= EXCERPTED PASSAGE =
------------------------------------------------

National Work Zone Awareness Week is a good time to remember that distracted driving is one of the biggest dangers for people who work on or near America’s roads and infrastructure. While statistics and data remind us that distracted driving is a deadly threat to both drivers and people with jobs in work zones, a personal story is also a powerful reminder of the impact of small mistakes.
Jackie McVey is the mother of a preschooler who loves trucks. “My son always wants to come to Flagger Force with me,” she says. “He always asks, ‘Can I go to work with you in your work truck?’ and I have to tell him, ‘No, sorry. You can’t.’ He’s at that fun age.”
This young mom has been with Flagger Force since 2016. Her military experience familiarized her with good safety practices, but her Flagger Force training has taken safety to the next level. Jackie’s work zone safety training was a lifesaver in 2019.
Work Zone Safety Couldn’t Prevent This Near Miss, But It Saved Lives
Jackie was working in a work zone at the top of a hill on a high-volume road. The team had a passing lane opened before the work area to allow traffic to shift into the left lane where traffic would flow. “My crew member and I were standing a couple hundred feet away from where our client was working on the shoulder of the road,” Jackie remembers, “so we were probably 14′ away from moving traffic.”
Although Jackie, and everyone in the work zone, were following all of Flagger Force’s work zone safety protocols, they quickly found themselves in danger. “We saw a car swerve,” she recalls, “and it hit the safety cone that was right in front of us. The car swerved again, coming to a complete stop, inches away from hitting the client’s vehicle.”

------------------------------------------------

[Saved entries]
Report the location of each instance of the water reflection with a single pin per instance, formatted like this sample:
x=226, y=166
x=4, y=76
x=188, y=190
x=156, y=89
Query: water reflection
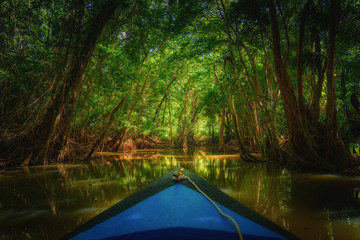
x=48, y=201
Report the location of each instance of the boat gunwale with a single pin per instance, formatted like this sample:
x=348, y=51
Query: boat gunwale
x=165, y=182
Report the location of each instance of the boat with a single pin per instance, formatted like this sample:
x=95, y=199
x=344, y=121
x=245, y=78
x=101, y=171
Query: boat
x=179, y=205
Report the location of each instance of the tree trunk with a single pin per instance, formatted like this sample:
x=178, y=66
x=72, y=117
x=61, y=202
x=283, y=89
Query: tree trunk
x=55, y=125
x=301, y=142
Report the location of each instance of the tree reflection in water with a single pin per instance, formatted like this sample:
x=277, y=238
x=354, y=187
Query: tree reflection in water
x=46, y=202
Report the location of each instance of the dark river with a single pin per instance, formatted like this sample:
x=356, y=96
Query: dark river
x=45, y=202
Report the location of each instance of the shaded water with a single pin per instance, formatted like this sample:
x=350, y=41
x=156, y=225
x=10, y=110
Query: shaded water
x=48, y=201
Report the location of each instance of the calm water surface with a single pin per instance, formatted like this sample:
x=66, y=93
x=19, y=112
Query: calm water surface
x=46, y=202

------------------------------------------------

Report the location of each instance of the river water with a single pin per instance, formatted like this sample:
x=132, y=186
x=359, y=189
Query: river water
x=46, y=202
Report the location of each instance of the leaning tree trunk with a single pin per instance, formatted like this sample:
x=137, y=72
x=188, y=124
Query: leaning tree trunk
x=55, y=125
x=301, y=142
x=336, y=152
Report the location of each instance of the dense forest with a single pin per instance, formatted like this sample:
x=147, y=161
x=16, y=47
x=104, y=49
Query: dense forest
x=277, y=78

------------------------------------------------

= TO DO =
#1 Rewrite the part of the work zone safety article between "Jackie McVey is" and "lifesaver in 2019.", inclusive, replacing "preschooler" with "young child".
#2 According to the work zone safety article, since what year has Jackie McVey been with Flagger Force?
Rely only on the text to complete these tasks.

= YOUR RESPONSES =
#1
Jackie McVey is the mother of a young child who loves trucks. “My son always wants to come to Flagger Force with me,” she says. “He always asks, ‘Can I go to work with you in your work truck?’ and I have to tell him, ‘No, sorry. You can’t.’ He’s at that fun age.”
This young mom has been with Flagger Force since 2016. Her military experience familiarized her with good safety practices, but her Flagger Force training has taken safety to the next level. Jackie’s work zone safety training was a lifesaver in 2019.

#2 Since 2016.